§ Assignment: Name each person quoted in the article on tree planting in Minnesota below, and give the title or affiliation the article gives for each.

§ Passage to read:

In recent years, several factors have combined to contribute to a growing surge in interest in planting more trees.

Pests including the emerald ash borer are poised to wipe out millions of trees in Minnesota. Warming temperatures have spiked interest in planting more trees in cities to provide shade and other benefits. And trees' ability to soak up huge amounts of carbon dioxide has led to growing efforts to plant more trees as a tool to help lessen the impacts of climate change.

"I think everybody's kind of on board in Minnesota that trees are good, and we want to plant more of them," said Chris Gronewold, silviculture program coordinator for the Minnesota DNR's Division of Forestry.

This past legislative session alone, state lawmakers appropriated about $17 million for trees, including grants to communities to plant more trees, and funding for the Minnesota DNR to upgrade its state tree nursery and explore reopening a second nursery.

"I think we're past the task force stage," said State Rep. Rick Hansen, DFL-South St. Paul. "It's like, 'get her done.' We have to actually be putting trees in the ground. And it takes work. And it takes that work from getting those seeds produced."

The Nature Conservancy has a goal it calls the "Minnesota Million" to reforest about a million acres of land once covered with trees.

However to reach that ambitious target, nonprofits, state and federal agencies and private landowners will need a lot more seeds to grow those trees. A seed shortage has been building for years, in part because the people that have long collected those seeds are getting older .

"And there's not necessarily the workforce coming up to replace them," explained Mary Hammes, reforestation strategy manager for The Nature Conservancy. "There's not a lot of institutional education where we're passing those skills down."

The Nature Conservancy, with the U of M and other partners, hopes to train about 350 people over the next few years to collect tree seeds. The organization plans to pay 50 of them an hourly rate to be "super collectors," who will scout prime locations and help secure permissions from landowners for other seed collectors.

§ Information provided:
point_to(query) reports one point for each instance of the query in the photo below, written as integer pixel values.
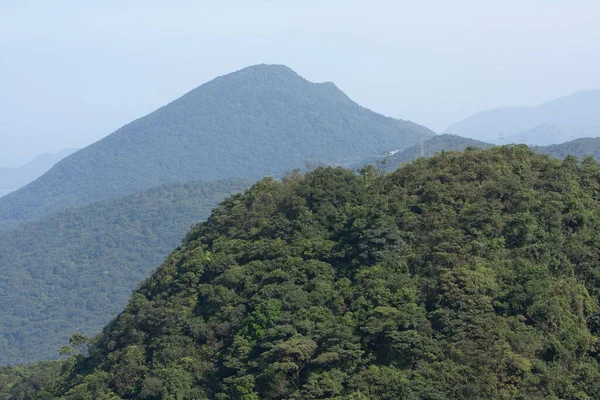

§ Solution to the exercise:
- Chris Gronewold: silviculture program coordinator for the Minnesota DNR's Division of Forestry
- Rick Hansen: State Rep., DFL-South St. Paul
- Mary Hammes: reforestation strategy manager for The Nature Conservancy